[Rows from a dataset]
--------------------

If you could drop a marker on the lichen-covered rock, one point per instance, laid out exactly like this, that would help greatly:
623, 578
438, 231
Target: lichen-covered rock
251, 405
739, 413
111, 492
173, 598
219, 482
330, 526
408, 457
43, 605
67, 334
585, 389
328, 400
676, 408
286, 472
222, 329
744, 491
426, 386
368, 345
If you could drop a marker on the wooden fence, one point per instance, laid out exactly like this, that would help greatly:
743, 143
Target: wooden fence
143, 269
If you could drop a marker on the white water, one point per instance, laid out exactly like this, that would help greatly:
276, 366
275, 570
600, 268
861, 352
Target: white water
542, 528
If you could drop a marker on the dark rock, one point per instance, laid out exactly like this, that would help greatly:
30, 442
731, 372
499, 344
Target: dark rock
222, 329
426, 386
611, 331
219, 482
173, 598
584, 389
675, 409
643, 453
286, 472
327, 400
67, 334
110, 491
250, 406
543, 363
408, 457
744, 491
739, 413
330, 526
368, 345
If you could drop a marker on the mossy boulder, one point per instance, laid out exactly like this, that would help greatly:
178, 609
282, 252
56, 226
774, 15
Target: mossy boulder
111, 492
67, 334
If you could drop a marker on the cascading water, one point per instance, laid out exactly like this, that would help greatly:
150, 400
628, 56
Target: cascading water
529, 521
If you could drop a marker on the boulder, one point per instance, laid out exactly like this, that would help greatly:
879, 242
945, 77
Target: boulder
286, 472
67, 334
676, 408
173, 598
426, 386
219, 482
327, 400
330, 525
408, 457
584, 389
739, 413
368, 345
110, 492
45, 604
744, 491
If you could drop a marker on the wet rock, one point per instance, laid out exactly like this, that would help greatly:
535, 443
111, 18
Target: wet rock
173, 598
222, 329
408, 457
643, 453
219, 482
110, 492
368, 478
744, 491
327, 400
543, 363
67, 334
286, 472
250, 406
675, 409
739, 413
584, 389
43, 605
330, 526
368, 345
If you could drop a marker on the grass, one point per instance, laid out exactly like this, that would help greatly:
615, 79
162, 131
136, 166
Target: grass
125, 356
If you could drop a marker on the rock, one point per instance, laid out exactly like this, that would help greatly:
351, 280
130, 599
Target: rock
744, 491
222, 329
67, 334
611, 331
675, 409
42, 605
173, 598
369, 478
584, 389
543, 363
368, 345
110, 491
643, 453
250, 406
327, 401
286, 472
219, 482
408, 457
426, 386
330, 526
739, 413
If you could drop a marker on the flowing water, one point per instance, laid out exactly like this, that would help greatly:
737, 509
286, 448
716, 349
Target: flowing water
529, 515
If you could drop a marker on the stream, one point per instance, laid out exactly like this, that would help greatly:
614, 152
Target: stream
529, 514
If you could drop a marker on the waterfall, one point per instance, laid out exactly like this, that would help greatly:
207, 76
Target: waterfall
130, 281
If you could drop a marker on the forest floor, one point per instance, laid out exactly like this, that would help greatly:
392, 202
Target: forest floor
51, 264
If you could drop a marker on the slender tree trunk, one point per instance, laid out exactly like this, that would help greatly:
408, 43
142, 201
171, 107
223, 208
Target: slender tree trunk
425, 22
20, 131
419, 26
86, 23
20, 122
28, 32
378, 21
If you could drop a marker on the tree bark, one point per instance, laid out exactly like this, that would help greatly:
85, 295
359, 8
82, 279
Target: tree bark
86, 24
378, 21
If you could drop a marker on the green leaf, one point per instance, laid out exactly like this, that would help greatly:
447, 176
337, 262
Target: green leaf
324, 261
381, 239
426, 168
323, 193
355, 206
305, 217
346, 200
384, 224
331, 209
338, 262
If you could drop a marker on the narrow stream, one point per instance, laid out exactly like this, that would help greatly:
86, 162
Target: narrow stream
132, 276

--------------------

_Written exercise_
Rewrite the listing above, changing every "drop a marker" to "place a dot" and keeping everything else the same.

_Solution below_
If you could place a dot on the lichen-covered rock, one point per instance, laid out exactly like this, that would help greatly:
623, 578
438, 231
Target: lichen-covered rock
251, 405
739, 413
111, 492
173, 598
219, 482
330, 526
408, 457
43, 605
67, 334
585, 389
328, 400
676, 408
286, 472
222, 329
744, 491
426, 386
368, 345
If you could place a dot on the wooden fence, one point per instance, laid out exactly like this, that would help greatly:
743, 143
Target: wooden fence
143, 269
If you could place a dot on the white water, one point per instance, laid out exactly like this, that would help greatly:
276, 366
275, 570
600, 268
861, 352
Target: white water
542, 528
If you could place a dot on the dark rock, one point per instance, laid out exactly like this, that would help greatly:
30, 442
731, 372
499, 344
Target: dark rock
222, 329
426, 386
611, 331
219, 482
173, 598
584, 389
675, 409
643, 453
286, 472
327, 400
67, 334
110, 491
250, 406
543, 363
408, 457
744, 491
739, 413
330, 526
368, 345
If you could place a dot on the mossy boulder, one point per instance, laid out exactly like this, that would help greatly:
178, 609
282, 252
56, 226
774, 15
Target: mossy boulder
111, 492
67, 334
If you could place a dot on the cascading water, one point per instance, laid out exactly like this, that would help greatly:
150, 400
628, 56
Target: cascading water
529, 521
If you could place a dot on the boulder, one point per instance, laid out exactly like this, that would help greatly:
879, 242
945, 77
Target: boulder
286, 472
67, 334
676, 408
173, 598
426, 386
219, 482
327, 400
330, 525
408, 457
584, 389
739, 413
368, 345
110, 492
45, 604
744, 491
If you could place a dot on the wet rock, one point per instance, laid out exactly like this, that would help greatly:
535, 443
111, 18
Target: wet rock
173, 598
222, 329
408, 457
643, 453
219, 482
110, 492
368, 478
744, 491
327, 400
543, 363
67, 334
286, 472
250, 406
675, 409
739, 413
584, 389
43, 605
330, 526
368, 345
If you could place a dot on the grass, one point per instance, laid out exactly like this, that would help greatly:
615, 79
162, 131
136, 166
Target: grass
125, 356
If you could place a dot on the rock, one point per instance, laid out exactly like this, that would help greatly:
351, 280
130, 599
Target: rock
744, 491
222, 329
67, 334
611, 331
675, 409
42, 605
173, 598
369, 478
584, 389
543, 363
368, 345
110, 491
643, 453
250, 406
327, 401
286, 472
219, 482
408, 457
426, 386
330, 526
739, 413
If you could place a dot on the flowing water, one point per instance, laid out exactly like this, that would help greatly:
737, 509
286, 448
716, 349
Target: flowing water
529, 515
If you could place a dot on the stream, one point per instance, laid out exactly like this, that would help greatly:
614, 152
Target: stream
529, 514
If you could place a dot on the waterfall, one point per instance, laid out exactly like this, that would help greatly:
207, 76
Target: waterfall
130, 281
If you could place a dot on the forest floor, one point per instance, laid out exactly like this, that would help greatly:
392, 202
Target: forest floor
51, 264
If you could place a dot on the slender tree trunk, one point per instance, laid out exactly like this, that would help greatly:
408, 43
142, 201
171, 107
223, 208
Target: slender tree trunk
425, 22
20, 131
419, 26
86, 23
20, 122
28, 32
378, 21
If you could place a dot on the tree bark, one point per instance, laid out exactly like this, that would help greatly:
85, 295
359, 8
82, 279
Target: tree bark
86, 24
378, 21
If you could place a dot on the green leaf, one point per instance, laid out exactly like this, that would help greatly:
447, 176
337, 262
Target: green leaf
324, 261
381, 239
426, 168
323, 193
355, 206
305, 217
346, 200
384, 224
331, 209
338, 262
If you could place a dot on the narrow stream, one point per instance, laid out exactly like this, that would help greatly:
86, 162
Target: narrow stream
132, 276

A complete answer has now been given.